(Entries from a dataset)

************

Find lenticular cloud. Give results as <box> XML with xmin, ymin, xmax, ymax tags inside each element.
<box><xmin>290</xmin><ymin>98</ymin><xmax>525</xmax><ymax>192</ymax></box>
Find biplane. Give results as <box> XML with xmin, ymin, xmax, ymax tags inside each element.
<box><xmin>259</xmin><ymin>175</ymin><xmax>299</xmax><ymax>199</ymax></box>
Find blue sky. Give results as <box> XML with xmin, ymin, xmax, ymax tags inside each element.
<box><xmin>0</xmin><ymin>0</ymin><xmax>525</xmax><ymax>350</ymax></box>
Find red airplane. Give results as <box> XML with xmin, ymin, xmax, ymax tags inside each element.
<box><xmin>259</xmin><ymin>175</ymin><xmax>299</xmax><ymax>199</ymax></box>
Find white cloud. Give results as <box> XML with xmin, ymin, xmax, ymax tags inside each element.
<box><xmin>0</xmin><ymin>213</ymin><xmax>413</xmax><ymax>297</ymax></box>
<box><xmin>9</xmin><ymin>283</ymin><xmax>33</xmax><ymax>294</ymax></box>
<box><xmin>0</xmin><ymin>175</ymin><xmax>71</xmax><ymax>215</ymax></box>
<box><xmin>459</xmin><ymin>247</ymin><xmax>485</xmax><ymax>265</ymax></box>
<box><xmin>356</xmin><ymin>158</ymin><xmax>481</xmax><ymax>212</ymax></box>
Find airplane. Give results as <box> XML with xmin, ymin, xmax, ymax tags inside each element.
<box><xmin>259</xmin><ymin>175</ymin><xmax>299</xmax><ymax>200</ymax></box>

************

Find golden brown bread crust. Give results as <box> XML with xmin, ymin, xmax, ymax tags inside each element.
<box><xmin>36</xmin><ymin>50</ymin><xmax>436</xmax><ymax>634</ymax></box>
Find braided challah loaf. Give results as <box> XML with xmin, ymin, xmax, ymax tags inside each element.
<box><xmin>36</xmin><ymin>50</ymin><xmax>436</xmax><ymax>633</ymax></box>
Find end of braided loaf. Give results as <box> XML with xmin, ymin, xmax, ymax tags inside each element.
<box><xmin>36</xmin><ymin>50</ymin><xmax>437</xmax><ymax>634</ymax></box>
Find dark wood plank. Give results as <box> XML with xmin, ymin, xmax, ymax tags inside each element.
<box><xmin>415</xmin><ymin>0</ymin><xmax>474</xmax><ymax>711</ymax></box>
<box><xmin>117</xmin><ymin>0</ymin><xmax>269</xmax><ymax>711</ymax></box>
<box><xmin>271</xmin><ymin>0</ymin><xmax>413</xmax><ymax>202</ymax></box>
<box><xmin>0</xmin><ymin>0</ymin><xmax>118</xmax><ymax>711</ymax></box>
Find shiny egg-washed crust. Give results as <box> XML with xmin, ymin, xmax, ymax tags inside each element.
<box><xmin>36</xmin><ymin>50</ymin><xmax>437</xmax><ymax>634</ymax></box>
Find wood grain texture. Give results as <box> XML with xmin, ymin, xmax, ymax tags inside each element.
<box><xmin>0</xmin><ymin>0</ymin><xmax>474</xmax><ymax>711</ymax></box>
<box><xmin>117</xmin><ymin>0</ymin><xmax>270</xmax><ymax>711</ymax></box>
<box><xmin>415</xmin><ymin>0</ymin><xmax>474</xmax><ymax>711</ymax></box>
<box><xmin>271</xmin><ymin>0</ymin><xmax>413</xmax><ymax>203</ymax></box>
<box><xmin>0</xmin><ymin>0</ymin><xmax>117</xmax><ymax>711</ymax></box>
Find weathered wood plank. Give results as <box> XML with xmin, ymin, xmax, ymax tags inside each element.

************

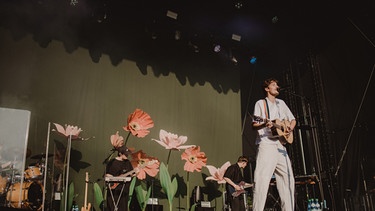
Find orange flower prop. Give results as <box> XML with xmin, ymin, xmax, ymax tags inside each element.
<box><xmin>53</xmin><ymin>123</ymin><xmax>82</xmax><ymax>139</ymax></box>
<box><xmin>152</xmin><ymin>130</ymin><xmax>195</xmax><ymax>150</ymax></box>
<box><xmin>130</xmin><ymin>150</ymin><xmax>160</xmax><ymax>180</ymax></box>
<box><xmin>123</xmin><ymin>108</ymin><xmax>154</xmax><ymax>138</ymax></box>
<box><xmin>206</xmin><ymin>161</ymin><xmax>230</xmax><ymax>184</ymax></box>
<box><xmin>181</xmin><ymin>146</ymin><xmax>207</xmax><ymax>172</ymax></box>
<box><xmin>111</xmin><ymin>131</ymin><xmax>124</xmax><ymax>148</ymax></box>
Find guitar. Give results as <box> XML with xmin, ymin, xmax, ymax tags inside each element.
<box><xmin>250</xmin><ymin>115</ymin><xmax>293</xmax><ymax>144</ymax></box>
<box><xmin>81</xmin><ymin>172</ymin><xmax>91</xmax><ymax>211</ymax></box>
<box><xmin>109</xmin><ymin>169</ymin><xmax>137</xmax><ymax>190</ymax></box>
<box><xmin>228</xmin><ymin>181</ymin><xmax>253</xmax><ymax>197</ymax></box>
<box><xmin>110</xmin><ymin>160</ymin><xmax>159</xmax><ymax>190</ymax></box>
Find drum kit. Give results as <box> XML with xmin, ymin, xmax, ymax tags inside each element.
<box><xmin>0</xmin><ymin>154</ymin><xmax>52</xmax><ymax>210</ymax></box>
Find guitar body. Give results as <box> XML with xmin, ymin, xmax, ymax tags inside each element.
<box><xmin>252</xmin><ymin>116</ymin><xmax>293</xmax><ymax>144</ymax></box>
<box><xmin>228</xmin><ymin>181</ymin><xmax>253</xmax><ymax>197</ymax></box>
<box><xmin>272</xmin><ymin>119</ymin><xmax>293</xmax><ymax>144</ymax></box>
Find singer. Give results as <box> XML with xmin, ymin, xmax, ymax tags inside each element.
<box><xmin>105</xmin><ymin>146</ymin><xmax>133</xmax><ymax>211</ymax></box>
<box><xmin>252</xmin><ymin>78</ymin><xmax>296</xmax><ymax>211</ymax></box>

************

### STATED PROBLEM
Filter the records above, keeping every line that contains the word "airplane".

### RESULT OF THE TASK
Find red airplane. Give results as <box> XML with xmin, ymin, xmax, ymax tags inside each element.
Find airplane. Give results as <box> XML with xmin, ymin, xmax, ymax tags inside each element.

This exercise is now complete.